====== GIVEN INFORMATION ======

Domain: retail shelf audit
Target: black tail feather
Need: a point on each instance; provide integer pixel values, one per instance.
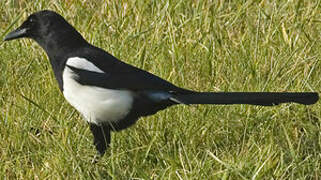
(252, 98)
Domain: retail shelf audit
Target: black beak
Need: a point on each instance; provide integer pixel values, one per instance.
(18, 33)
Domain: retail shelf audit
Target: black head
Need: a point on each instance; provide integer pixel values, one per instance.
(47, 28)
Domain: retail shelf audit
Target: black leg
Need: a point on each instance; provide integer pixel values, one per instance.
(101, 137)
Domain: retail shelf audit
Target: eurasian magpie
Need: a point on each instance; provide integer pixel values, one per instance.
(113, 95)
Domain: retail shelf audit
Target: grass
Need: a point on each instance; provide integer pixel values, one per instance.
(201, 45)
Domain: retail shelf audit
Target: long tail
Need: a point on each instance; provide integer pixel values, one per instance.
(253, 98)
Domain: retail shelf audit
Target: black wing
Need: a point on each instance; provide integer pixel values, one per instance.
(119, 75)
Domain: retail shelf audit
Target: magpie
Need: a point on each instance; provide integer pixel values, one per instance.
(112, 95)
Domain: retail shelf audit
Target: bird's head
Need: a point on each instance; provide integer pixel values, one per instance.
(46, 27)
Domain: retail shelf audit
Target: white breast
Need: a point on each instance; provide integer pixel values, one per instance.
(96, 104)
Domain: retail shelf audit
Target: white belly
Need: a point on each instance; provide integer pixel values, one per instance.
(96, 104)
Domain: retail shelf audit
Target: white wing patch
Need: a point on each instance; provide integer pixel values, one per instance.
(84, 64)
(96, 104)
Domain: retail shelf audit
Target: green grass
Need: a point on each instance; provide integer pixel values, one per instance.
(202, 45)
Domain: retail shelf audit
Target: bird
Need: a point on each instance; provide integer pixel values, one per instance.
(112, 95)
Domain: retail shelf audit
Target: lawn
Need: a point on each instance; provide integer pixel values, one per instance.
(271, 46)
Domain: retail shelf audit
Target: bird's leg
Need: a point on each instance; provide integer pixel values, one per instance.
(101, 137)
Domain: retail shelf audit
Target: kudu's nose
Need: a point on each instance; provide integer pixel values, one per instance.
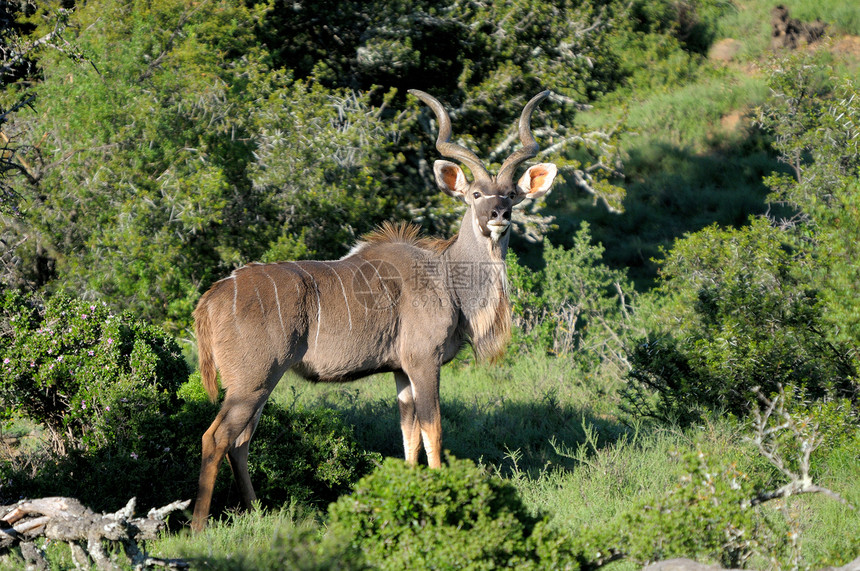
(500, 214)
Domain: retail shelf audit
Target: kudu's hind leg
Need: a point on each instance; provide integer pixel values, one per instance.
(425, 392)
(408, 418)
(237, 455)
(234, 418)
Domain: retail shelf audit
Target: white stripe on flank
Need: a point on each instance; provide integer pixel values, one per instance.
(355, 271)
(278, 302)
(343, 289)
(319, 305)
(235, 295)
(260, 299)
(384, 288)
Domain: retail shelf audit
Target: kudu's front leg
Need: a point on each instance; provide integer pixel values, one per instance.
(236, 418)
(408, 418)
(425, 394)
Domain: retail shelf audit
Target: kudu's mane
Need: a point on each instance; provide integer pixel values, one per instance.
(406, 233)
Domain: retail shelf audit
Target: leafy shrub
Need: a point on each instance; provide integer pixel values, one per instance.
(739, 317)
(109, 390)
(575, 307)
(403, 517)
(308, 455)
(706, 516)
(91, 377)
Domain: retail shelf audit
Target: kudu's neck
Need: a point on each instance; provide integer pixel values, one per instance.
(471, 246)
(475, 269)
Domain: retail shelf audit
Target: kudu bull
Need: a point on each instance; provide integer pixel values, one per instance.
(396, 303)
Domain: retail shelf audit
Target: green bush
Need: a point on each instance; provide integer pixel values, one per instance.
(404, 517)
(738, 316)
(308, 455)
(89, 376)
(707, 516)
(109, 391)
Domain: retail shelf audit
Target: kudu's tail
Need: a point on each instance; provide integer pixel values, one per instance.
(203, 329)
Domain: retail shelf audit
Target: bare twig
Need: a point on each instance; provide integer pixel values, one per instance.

======

### EXERCISE DESCRIPTION
All lines above from the one containing "Target: black tail feather" up to and including the one containing "Target: black head" are to be set down exactly, and nothing else. Leave images out.

### ANSWER AREA
Target: black tail feather
Need: a point on each instance; provide integer pixel values, one per instance.
(252, 98)
Domain: retail shelf audit
Target: black beak
Need: a point on each instance; provide integer pixel values, one per instance.
(18, 33)
Domain: retail shelf audit
Target: black head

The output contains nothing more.